## WORK INSTRUCTIONS
a: Set down, word for word, the part of the wildfire thread below that opens with the words containing "I can't imagine" and closes with "SilkyAngela (Oct 25, 2007)".
b: Answer these questions from the wildfire thread below:
(i) What does the first post call the biggest problem at the moment?
(ii) Who did hadesnuggz read was being said to have started the fires?
(iii) What does moore2me say is "not going too good"?
c: Please sum up the wildfire thread below in three sentences.

That is a very scary feeling. We we're lucky to only be out of our house for a day, and even that had me in a panic. Things are fairly under control here in SD. Thank God the winds died down and the humidity is back. The biggest problem at the moment for us, is the air quality. Because the Ocean breezes are back, they are blowing the smoke back in (that had been blown out to sea), and the bad air is stalled here over the coast where we are. Thank goodness we have a really great air filter (we've been running it non-stop) that Guy bought some years back. It has been my saving grace. The air outside is just awful. Guy spent the morning outside cleaning up our yard, broken tree limbs and lots of debree from the winds and fires. I made him wear a face mask.


----------



## liz (di-va) (Oct 25, 2007)

I can't imagine having to deal with this, especially in the perpetually Yumid Midwest--trying to figure out how to stay or go or look after your stuff or your person or...what. It seems so terrifying and heart-breaking and difficult in the best of times. I have been thinkin of everybody out there, so much.

Thank you so much for the updates! All my best--


----------



## SilkyAngela (Oct 25, 2007)

Thank you for posting the updates everyone. I've been checking in on all my CA friends and keeping you all close to my heart.


----------



## hadesnuggz (Oct 25, 2007)

I just read somewhere that theyer sayin al-queda started the fires... Isnt that a trip!?


----------



## imfree (Oct 25, 2007)

hadesnuggz said:


> I just read somewhere that theyer sayin al-queda started the fires... Isnt that a trip!?



WOW, that is easy to believe. It may or may not ever be proven true, even if they really did start the fires. What an easy way to gather support for "The
War On Terrorism", blame the fires on Al-Queda!


----------



## moore2me (Oct 25, 2007)

hadesnuggz said:


> I just read somewhere that theyer sayin al-queda started the fires... Isnt that a trip!?





imfree said:


> WOW, that is easy to believe. It may or may not ever be proven true, even if they really did start the fires. What an easy way to gather support for "The
> War On Terrorism", blame the fires on Al-Queda!



I can see the wheels turning in their little heads now.

Can't blame mother nature. Can't blame global warming (we did that to ourselves didn't we?) Can't blame fate or curse God (that's not permitted in our society). Can't blame the Democrats or Republicans or the Homosexuals. Why not blame AL-QUEDA? Yeah! That's the ticket! 

War on terror not going too good. Needs some pumping up in the old public opinion poll - maybe people are stoopid enough to buy this load of horseshit?

## DATA PROVIDED

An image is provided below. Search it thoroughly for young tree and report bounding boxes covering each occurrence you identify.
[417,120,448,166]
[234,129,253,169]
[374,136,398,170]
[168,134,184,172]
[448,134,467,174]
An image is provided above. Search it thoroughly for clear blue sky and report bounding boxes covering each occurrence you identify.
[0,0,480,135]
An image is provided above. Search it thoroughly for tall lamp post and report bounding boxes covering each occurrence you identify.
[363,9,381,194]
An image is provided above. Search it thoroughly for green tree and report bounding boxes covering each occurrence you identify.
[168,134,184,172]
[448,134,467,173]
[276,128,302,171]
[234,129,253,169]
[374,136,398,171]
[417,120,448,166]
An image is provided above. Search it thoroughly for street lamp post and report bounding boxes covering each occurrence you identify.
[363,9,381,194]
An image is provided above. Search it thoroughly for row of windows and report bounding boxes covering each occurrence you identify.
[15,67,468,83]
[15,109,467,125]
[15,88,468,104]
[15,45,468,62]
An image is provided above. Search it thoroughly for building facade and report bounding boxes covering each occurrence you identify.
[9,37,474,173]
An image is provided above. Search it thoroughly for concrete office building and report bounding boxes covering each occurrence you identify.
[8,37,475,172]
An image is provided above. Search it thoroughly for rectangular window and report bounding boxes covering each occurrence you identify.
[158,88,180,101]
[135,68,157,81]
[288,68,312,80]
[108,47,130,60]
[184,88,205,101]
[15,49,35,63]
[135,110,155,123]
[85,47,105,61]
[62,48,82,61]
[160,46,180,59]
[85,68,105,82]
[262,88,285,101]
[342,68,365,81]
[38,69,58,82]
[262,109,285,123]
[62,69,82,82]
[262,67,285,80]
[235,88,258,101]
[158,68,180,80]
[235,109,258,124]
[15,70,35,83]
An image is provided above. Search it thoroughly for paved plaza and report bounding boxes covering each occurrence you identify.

## ANSWERS PER TASK
a:
I can't imagine having to deal with this, especially in the perpetually Yumid Midwest--trying to figure out how to stay or go or look after your stuff or your person or...what. It seems so terrifying and heart-breaking and difficult in the best of times. I have been thinkin of everybody out there, so much.

Thank you so much for the updates! All my best--


----------



## SilkyAngela (Oct 25, 2007)

b:
(i) The air quality.
(ii) Al-queda.
(iii) The war on terror.

c: A poster in SD writes that things are fairly under control now that the winds have died down, but the air quality is bad because ocean breezes are blowing the smoke back in, and a good air filter has been a saving grace. Other posters thank everyone for the updates and say they have been thinking of those out in California. When hadesnuggz reports reading that people were saying al-queda started the fires, imfree and moore2me suggest that such blame would be an easy way to gather support for the war on terror.